- _REQUIREMENT_
Write out, character for character, the line containing "Drop one dot on each instance of the wispy" and all lines after it up to the end of the listing.

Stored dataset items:
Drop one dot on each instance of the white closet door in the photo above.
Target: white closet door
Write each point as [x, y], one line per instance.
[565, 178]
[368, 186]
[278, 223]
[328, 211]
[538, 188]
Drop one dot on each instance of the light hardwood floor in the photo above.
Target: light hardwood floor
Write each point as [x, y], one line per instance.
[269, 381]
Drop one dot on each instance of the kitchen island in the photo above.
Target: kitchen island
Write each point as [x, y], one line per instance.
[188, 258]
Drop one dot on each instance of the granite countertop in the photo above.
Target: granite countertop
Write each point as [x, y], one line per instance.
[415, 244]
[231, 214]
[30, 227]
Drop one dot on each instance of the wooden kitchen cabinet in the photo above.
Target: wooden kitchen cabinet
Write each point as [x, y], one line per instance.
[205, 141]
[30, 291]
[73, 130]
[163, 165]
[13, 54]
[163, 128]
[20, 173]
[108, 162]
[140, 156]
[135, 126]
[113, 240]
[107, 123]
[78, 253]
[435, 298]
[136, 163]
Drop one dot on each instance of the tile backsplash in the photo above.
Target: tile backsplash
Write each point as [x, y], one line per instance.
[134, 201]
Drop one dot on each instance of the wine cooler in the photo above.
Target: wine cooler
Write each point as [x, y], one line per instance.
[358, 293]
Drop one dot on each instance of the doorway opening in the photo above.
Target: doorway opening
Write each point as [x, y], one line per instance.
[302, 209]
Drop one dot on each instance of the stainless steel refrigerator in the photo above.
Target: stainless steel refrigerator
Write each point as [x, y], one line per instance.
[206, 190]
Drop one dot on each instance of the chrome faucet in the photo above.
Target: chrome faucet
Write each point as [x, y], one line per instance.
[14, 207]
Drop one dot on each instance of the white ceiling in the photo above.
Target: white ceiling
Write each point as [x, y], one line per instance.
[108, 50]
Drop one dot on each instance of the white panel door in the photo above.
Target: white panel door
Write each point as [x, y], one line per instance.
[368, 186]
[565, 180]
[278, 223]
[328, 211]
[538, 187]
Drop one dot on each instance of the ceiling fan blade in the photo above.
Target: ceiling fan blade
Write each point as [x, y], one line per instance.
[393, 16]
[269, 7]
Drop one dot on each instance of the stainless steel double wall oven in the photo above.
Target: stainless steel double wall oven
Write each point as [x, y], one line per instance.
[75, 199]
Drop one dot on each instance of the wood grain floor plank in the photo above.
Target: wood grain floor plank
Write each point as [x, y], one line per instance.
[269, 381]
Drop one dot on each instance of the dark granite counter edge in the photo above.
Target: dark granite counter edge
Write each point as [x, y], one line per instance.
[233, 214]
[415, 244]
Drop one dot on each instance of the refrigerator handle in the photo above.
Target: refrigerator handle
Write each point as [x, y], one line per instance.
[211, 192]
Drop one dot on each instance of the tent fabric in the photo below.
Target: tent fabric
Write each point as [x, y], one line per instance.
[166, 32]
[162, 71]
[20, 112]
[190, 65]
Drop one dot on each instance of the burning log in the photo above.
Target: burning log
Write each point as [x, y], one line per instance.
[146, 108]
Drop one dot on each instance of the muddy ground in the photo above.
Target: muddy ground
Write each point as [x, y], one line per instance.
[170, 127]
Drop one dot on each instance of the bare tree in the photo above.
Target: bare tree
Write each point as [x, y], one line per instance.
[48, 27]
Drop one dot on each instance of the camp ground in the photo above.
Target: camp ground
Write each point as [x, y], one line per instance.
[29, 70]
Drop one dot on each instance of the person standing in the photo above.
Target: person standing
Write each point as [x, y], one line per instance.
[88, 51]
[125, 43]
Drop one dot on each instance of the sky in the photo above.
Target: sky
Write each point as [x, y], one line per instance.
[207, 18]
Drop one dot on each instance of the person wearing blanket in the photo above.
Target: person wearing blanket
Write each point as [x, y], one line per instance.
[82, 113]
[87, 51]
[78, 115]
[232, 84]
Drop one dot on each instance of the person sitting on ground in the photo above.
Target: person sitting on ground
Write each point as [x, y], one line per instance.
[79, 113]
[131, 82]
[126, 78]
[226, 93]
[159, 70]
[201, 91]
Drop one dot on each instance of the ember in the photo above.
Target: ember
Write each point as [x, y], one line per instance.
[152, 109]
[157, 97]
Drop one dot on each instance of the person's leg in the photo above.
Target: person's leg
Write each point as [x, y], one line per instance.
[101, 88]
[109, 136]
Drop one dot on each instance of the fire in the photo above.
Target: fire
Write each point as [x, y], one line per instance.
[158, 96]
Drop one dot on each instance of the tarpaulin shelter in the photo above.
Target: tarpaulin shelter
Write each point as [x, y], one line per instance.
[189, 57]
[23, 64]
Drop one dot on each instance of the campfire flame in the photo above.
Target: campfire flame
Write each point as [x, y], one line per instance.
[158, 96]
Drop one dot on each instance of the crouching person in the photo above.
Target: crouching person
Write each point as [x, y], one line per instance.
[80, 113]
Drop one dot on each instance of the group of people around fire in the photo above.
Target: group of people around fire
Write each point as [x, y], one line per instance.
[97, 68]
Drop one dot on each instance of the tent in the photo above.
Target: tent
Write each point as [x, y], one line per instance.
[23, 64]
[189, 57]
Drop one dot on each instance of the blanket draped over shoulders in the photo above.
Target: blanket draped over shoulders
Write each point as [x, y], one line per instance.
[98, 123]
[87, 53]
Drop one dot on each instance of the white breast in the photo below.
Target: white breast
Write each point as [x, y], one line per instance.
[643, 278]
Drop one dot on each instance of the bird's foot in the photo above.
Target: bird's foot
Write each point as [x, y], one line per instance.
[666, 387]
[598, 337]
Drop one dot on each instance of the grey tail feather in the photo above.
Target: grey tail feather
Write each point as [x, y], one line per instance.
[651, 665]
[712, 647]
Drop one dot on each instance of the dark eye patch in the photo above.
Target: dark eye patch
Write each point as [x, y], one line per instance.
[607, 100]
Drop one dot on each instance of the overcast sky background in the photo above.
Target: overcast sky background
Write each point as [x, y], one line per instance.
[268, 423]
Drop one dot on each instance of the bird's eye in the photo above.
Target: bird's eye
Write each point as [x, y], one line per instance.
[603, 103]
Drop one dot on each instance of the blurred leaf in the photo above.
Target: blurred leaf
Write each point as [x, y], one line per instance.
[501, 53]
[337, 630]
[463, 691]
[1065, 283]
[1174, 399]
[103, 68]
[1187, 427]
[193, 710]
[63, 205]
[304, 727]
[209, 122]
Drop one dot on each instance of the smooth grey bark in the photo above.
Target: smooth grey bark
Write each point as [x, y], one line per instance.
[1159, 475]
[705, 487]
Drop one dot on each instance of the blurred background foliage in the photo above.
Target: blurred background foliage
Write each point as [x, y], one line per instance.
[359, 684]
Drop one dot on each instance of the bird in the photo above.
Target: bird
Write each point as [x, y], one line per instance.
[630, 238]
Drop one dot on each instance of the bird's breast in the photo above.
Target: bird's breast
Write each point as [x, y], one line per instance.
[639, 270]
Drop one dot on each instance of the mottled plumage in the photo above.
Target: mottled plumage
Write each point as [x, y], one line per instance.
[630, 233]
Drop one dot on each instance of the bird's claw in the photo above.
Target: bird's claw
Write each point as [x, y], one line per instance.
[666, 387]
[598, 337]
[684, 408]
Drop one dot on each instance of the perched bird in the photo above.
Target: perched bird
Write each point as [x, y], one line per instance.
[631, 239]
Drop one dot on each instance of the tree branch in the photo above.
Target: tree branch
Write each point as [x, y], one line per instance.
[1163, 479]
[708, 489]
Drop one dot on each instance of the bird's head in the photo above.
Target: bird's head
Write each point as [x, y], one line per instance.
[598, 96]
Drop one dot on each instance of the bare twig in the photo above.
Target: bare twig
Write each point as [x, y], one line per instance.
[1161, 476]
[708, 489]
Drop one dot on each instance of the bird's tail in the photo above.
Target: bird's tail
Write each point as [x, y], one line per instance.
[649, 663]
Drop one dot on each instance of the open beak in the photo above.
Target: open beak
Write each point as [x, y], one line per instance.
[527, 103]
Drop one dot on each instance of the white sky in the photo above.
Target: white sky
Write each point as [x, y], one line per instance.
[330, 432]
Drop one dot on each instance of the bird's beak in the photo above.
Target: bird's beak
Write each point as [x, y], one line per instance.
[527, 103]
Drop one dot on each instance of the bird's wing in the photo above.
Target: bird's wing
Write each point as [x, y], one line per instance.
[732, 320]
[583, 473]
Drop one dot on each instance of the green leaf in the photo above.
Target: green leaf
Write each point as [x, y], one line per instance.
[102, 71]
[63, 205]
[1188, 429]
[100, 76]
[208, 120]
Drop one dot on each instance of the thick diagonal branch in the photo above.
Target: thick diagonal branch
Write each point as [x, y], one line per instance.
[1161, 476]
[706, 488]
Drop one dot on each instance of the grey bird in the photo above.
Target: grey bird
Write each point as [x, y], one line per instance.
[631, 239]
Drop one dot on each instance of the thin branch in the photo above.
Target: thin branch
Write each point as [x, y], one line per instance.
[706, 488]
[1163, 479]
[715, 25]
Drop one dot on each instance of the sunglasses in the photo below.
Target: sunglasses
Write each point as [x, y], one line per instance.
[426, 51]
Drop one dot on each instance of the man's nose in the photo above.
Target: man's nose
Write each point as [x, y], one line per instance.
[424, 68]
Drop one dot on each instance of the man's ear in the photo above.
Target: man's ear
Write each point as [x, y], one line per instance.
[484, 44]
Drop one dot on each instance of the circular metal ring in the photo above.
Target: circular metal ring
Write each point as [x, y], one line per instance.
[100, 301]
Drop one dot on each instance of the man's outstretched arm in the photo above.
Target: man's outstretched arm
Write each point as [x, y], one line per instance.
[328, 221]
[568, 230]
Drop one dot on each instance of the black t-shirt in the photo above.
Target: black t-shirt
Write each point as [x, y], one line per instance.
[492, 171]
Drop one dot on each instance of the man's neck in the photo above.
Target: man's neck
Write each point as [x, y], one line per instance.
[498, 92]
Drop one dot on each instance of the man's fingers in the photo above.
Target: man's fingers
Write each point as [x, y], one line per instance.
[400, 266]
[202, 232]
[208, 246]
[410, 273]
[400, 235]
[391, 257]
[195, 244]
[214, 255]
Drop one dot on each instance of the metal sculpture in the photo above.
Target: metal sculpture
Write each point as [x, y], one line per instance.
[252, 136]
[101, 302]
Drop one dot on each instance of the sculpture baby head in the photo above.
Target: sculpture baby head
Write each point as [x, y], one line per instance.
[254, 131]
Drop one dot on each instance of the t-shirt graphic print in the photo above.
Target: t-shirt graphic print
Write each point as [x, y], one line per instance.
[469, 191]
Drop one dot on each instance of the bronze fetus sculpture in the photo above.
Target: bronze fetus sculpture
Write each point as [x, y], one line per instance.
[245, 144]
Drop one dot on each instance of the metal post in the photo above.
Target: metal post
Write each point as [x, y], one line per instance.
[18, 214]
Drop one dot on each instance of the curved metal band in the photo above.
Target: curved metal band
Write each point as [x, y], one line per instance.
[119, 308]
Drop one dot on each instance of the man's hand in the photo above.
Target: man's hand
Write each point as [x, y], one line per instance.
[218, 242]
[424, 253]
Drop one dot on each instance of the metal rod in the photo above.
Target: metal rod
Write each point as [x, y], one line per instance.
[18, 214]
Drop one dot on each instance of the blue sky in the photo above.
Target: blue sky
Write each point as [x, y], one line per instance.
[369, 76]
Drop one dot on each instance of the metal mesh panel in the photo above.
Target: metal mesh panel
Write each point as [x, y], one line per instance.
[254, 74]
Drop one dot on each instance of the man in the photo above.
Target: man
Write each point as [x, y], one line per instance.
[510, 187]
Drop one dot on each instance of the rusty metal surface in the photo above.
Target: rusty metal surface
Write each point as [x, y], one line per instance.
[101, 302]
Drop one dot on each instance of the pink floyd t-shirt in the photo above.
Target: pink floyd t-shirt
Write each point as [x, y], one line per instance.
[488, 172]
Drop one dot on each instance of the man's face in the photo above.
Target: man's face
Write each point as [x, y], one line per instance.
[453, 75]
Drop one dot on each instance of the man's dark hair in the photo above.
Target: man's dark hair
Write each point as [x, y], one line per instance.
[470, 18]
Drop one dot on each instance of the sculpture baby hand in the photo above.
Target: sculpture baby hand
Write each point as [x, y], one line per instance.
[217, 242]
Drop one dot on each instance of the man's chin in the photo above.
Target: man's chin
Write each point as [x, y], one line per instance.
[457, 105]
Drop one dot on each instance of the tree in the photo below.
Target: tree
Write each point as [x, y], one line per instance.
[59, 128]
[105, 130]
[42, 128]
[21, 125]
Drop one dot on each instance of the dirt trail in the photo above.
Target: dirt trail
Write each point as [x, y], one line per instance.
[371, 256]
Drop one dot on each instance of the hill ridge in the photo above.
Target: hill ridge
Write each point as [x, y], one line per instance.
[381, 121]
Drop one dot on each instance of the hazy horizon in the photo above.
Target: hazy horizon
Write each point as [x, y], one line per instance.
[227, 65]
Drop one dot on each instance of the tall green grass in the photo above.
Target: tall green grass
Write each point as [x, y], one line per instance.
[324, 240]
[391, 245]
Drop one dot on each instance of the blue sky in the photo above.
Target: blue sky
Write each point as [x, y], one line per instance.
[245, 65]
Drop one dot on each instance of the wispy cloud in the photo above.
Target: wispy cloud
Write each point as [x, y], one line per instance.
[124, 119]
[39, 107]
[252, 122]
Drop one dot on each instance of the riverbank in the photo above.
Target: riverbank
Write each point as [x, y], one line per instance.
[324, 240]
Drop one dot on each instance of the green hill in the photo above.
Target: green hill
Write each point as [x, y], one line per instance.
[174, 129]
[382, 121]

- _RESPONSE TO THIS TASK_
Drop one dot on each instance of the wispy cloud in the photo above.
Target: wispy cloud
Write each point as [x, y], one line per instance.
[124, 119]
[39, 107]
[252, 122]
Drop one dot on each instance of the riverbank in the photo above.
Target: riverbank
Write each point as [x, y], one line per instance.
[324, 240]
Drop one dot on each instance of the green hill in the photo above.
Target: green hill
Write each point as [x, y], one line per instance.
[174, 129]
[382, 121]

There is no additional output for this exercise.